[start]

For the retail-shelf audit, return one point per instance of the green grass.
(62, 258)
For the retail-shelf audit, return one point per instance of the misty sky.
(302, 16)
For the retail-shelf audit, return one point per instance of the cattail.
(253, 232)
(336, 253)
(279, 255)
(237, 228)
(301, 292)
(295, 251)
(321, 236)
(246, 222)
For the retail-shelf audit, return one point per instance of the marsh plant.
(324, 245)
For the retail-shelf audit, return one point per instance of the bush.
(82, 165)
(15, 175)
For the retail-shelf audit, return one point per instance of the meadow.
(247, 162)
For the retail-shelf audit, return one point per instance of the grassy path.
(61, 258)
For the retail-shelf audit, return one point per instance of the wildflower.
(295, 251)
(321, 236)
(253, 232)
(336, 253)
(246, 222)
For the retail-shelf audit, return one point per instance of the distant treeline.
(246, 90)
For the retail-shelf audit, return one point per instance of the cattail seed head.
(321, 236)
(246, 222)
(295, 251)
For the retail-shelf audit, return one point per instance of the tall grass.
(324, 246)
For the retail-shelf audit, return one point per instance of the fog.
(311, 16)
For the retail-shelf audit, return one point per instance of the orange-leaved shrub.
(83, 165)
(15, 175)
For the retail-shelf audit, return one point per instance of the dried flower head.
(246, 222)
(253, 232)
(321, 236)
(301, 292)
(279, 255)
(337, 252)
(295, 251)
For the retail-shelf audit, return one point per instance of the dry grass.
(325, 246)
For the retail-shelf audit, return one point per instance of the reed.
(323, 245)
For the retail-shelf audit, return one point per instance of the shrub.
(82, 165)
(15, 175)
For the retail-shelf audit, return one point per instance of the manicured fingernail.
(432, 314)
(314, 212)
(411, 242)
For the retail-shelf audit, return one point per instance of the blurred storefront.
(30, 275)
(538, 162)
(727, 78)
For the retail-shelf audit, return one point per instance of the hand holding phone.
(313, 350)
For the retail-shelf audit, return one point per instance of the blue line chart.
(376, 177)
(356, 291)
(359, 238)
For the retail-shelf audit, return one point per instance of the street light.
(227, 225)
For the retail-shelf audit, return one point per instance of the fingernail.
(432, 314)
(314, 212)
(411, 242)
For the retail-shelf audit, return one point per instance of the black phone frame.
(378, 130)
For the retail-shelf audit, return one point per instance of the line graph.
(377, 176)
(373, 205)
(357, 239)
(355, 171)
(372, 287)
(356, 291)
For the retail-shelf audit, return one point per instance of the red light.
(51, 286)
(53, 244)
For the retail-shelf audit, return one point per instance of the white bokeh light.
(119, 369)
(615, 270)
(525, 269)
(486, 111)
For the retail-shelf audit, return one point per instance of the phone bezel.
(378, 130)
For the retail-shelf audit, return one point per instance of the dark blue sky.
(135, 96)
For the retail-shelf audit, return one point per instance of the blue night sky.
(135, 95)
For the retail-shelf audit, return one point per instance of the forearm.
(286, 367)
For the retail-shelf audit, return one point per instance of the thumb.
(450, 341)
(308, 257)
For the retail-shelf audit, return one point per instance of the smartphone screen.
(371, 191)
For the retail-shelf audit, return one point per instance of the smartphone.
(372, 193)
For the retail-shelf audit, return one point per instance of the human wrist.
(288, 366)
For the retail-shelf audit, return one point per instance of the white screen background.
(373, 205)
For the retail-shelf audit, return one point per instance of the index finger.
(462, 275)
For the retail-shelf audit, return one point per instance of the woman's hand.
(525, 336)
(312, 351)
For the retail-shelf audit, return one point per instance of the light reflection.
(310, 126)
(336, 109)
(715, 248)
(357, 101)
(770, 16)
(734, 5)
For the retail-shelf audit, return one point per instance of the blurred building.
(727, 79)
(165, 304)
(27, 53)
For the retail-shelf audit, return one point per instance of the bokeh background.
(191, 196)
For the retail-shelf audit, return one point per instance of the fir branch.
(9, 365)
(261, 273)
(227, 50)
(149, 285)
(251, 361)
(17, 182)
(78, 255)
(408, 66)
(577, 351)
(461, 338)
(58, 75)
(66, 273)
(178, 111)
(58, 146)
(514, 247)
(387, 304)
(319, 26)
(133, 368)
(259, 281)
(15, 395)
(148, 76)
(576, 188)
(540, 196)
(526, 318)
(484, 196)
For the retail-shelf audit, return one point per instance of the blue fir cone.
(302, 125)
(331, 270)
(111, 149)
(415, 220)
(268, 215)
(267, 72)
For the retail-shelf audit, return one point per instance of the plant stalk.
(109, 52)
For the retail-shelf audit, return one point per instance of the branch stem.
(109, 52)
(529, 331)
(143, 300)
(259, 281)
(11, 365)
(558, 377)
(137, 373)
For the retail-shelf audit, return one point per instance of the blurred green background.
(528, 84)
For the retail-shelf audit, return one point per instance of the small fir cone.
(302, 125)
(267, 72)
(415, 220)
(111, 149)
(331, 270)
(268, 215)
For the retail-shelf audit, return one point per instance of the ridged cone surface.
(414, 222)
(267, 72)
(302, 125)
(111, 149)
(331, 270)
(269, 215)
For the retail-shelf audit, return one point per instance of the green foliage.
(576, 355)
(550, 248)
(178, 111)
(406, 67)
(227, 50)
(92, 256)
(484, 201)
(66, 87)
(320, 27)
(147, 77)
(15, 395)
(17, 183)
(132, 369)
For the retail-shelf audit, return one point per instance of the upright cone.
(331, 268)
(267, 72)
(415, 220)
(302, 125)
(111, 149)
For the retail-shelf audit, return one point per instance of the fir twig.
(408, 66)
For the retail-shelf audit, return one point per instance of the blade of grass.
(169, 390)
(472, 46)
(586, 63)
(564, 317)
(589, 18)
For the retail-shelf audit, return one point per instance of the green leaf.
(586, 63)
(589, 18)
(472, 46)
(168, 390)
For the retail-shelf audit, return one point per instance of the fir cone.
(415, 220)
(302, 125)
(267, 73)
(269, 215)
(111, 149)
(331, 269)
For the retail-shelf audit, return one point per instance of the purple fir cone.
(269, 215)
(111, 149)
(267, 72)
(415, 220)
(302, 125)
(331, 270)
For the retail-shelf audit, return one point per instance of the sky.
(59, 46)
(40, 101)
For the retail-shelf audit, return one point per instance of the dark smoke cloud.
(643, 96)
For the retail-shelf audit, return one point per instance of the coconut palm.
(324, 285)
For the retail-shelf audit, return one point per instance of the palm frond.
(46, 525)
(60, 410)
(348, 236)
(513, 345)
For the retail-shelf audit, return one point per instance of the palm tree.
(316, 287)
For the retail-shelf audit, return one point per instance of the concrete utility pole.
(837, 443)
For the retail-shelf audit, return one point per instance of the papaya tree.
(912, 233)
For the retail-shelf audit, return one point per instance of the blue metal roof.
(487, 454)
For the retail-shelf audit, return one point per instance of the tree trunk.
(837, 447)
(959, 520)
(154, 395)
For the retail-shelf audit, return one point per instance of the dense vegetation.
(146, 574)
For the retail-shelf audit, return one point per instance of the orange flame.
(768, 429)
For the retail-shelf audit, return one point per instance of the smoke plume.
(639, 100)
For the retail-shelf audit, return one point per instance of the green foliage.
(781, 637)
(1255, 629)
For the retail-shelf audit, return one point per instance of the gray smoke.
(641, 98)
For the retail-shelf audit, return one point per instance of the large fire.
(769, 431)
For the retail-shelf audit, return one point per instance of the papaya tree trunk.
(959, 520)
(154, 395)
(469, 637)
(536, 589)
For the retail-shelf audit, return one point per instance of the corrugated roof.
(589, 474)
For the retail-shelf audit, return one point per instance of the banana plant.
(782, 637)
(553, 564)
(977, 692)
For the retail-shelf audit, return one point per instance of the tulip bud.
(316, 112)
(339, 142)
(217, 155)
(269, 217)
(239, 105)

[end]

Written exercise: Using the listing above, retype each line exactly.

Written solution:
For the retail-shelf audit, return one point per instance of the green grass.
(62, 258)
For the retail-shelf audit, return one point per instance of the misty sky.
(302, 16)
For the retail-shelf audit, return one point per instance of the cattail.
(253, 232)
(336, 253)
(279, 255)
(237, 228)
(301, 292)
(295, 251)
(321, 236)
(246, 222)
For the retail-shelf audit, return one point per instance of the marsh plant.
(324, 245)
For the retail-shelf audit, return one point per instance of the bush.
(82, 165)
(15, 175)
For the retail-shelf audit, return one point per instance of the meadow.
(247, 162)
For the retail-shelf audit, return one point per instance of the grassy path.
(61, 258)
For the retail-shelf audit, return one point per instance of the wildflower.
(295, 251)
(321, 236)
(253, 232)
(336, 253)
(246, 222)
For the retail-shelf audit, return one point per instance of the distant treeline.
(246, 90)
For the retail-shelf audit, return one point per instance of the cattail seed head.
(321, 236)
(246, 222)
(295, 251)
For the retail-shelf audit, return one point per instance of the tall grass.
(324, 246)
For the retail-shelf audit, return one point per instance of the fog.
(311, 16)
For the retail-shelf audit, return one point per instance of the orange-leaved shrub.
(83, 165)
(15, 175)
For the retail-shelf audit, return one point per instance of the dried flower head.
(246, 222)
(253, 232)
(321, 236)
(301, 292)
(279, 255)
(337, 252)
(295, 251)
For the retail-shelf audit, return one point per instance of the dry grass.
(325, 246)
For the retail-shelf audit, return one point per instance of the reed.
(323, 245)
For the retail-shelf audit, return one point per instance of the shrub.
(82, 165)
(15, 175)
For the retail-shelf audit, return one point per instance of the manicured fingernail.
(432, 314)
(314, 212)
(411, 242)
For the retail-shelf audit, return one point per instance of the blurred storefront.
(30, 275)
(538, 162)
(727, 78)
For the retail-shelf audit, return one point per instance of the hand holding phone.
(313, 350)
For the retail-shelf audit, return one point per instance of the blue line chart.
(376, 177)
(356, 291)
(359, 238)
For the retail-shelf audit, return one point per instance of the street light.
(227, 225)
For the retail-shelf audit, return one point per instance of the fingernail.
(432, 314)
(314, 212)
(411, 242)
For the retail-shelf audit, return one point per instance of the black phone frame.
(378, 130)
For the retail-shelf audit, return one point per instance of the line graph.
(377, 176)
(373, 205)
(357, 239)
(355, 171)
(372, 287)
(356, 291)
For the retail-shelf audit, return one point per instance of the red light.
(51, 286)
(53, 244)
For the retail-shelf audit, return one point per instance of the white bokeh light.
(119, 369)
(615, 270)
(525, 269)
(486, 111)
For the retail-shelf audit, return one point per instance of the phone bezel.
(378, 130)
For the retail-shelf audit, return one point per instance of the dark blue sky.
(135, 96)
For the retail-shelf audit, return one point per instance of the blue night sky.
(135, 95)
For the retail-shelf audit, return one point per instance of the forearm.
(286, 367)
For the retail-shelf audit, return one point per instance of the thumb.
(450, 341)
(308, 257)
For the retail-shelf audit, return one point per instance of the smartphone screen.
(371, 191)
For the retail-shelf audit, return one point per instance of the smartphone.
(372, 193)
For the retail-shelf audit, return one point per instance of the human wrist.
(288, 366)
For the retail-shelf audit, return one point per instance of the white screen background.
(373, 205)
For the retail-shelf audit, return one point per instance of the index finger.
(462, 275)
For the retail-shelf audit, return one point per instance of the woman's hand.
(525, 336)
(312, 351)
For the retail-shelf audit, return one point per instance of the light reflection.
(310, 126)
(336, 109)
(715, 248)
(357, 101)
(770, 16)
(734, 5)
For the retail-shelf audit, return one point per instance of the blurred building.
(727, 79)
(165, 304)
(27, 53)
For the retail-shelf audit, return one point per instance of the bokeh background.
(191, 196)
For the retail-shelf audit, return one point per instance of the fir branch.
(9, 365)
(261, 273)
(227, 50)
(149, 285)
(251, 361)
(17, 182)
(78, 255)
(408, 66)
(577, 351)
(461, 338)
(58, 75)
(66, 273)
(178, 111)
(58, 146)
(514, 247)
(387, 304)
(319, 26)
(133, 368)
(259, 281)
(15, 395)
(148, 76)
(576, 188)
(540, 196)
(526, 318)
(484, 196)
For the retail-shelf audit, return one point per instance of the blue fir cone.
(302, 125)
(331, 270)
(111, 149)
(415, 220)
(268, 215)
(267, 72)
For the retail-shelf audit, return one point per instance of the plant stalk.
(109, 52)
For the retail-shelf audit, return one point per instance of the branch stem.
(109, 52)
(529, 331)
(143, 300)
(259, 281)
(11, 365)
(558, 377)
(137, 373)
For the retail-shelf audit, return one point per instance of the blurred green background.
(528, 84)
For the retail-shelf audit, return one point per instance of the small fir cone.
(302, 125)
(267, 72)
(415, 220)
(111, 149)
(331, 270)
(268, 215)
For the retail-shelf audit, return one point per instance of the ridged cone surface.
(414, 222)
(267, 72)
(302, 125)
(111, 149)
(331, 270)
(269, 215)
For the retail-shelf audit, return one point per instance of the green foliage.
(576, 355)
(550, 248)
(178, 111)
(406, 67)
(227, 50)
(92, 256)
(484, 201)
(66, 87)
(320, 27)
(147, 77)
(15, 395)
(17, 183)
(132, 369)
For the retail-shelf audit, return one point per instance of the upright cone.
(331, 268)
(267, 72)
(415, 220)
(302, 125)
(111, 149)
For the retail-shelf audit, return one point per instance of the fir twig.
(408, 66)
For the retail-shelf audit, return one point per instance of the blade of grass.
(169, 390)
(472, 46)
(586, 63)
(564, 317)
(589, 18)
For the retail-shelf audit, return one point per instance of the green leaf.
(586, 63)
(589, 18)
(472, 46)
(168, 390)
For the retail-shelf audit, return one point per instance of the fir cone.
(415, 220)
(302, 125)
(267, 73)
(269, 215)
(111, 149)
(331, 269)
For the retail-shelf audit, return one point per instance of the purple fir cone.
(269, 215)
(111, 149)
(267, 72)
(415, 220)
(302, 125)
(331, 270)
For the retail-shelf audit, return one point per instance of the sky.
(59, 46)
(40, 101)
For the retail-shelf audit, return one point per instance of the dark smoke cloud.
(643, 96)
For the retail-shelf audit, return one point per instance of the coconut palm.
(324, 285)
For the retail-shelf audit, return one point per instance of the palm frond.
(46, 525)
(60, 410)
(348, 236)
(513, 345)
For the retail-shelf audit, return one point per instance of the palm tree.
(316, 287)
For the retail-shelf audit, return one point per instance of the concrete utility pole.
(837, 443)
For the retail-shelf audit, return one point per instance of the papaya tree.
(912, 233)
For the retail-shelf audit, return one point per instance of the blue metal roof.
(487, 454)
For the retail-shelf audit, return one point per instance of the tree trunk.
(837, 447)
(959, 520)
(154, 395)
For the retail-shelf audit, return one point per instance of the dense vegetation.
(146, 574)
For the retail-shelf audit, return one point per instance of the orange flame.
(768, 429)
For the retail-shelf audit, return one point per instance of the smoke plume.
(639, 100)
For the retail-shelf audit, return one point per instance of the green foliage.
(781, 637)
(1255, 629)
For the retail-shelf audit, return one point per instance of the gray smoke.
(641, 98)
For the retail-shelf audit, return one point per instance of the large fire.
(769, 431)
For the retail-shelf audit, return one point per instance of the papaya tree trunk.
(959, 520)
(154, 395)
(469, 637)
(536, 589)
For the retail-shelf audit, return one point per instance of the corrugated roof.
(589, 474)
For the retail-shelf audit, return one point per instance of the banana plant.
(782, 637)
(553, 564)
(977, 692)
For the retail-shelf audit, return one point per instance of the tulip bud.
(316, 112)
(339, 142)
(217, 155)
(269, 217)
(239, 105)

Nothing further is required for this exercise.